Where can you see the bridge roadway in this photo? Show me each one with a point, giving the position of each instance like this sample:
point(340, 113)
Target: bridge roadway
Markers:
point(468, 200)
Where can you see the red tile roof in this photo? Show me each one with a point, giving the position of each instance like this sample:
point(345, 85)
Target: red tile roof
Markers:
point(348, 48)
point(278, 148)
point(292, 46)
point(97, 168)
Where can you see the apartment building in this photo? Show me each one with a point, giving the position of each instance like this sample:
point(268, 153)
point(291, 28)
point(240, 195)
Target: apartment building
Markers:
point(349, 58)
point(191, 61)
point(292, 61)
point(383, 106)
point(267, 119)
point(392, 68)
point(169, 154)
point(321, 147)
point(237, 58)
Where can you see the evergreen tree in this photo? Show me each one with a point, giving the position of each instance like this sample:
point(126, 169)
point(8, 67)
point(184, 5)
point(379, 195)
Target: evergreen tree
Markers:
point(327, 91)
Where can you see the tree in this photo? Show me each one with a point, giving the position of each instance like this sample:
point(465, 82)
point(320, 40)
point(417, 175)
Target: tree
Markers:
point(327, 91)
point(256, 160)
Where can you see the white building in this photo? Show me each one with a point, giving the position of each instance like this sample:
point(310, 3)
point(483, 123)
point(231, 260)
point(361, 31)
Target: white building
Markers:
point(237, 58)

+++

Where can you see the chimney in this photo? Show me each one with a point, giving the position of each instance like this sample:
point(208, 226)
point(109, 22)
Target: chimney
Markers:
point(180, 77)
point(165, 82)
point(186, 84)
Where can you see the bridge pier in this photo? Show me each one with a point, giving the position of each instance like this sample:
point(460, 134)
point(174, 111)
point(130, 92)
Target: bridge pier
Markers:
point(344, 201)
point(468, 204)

+++

§ **Work to do**
Reproduce, word for word, the stretch of the material above from the line containing "Where can you see the bridge roadway" through the line containing "point(97, 168)", including both of those lines.

§ **Solution to this task**
Where can you see the bridge roadway in this photo? Show me each one with a point, giving the position of each instance like this sample:
point(340, 113)
Target: bridge roadway
Markers:
point(468, 200)
Where can you see the red tile roof in this photo? Show me each one with a point, giving the position of each instance like this sample:
point(345, 85)
Target: red tile roof
Markers:
point(348, 48)
point(278, 148)
point(292, 46)
point(97, 168)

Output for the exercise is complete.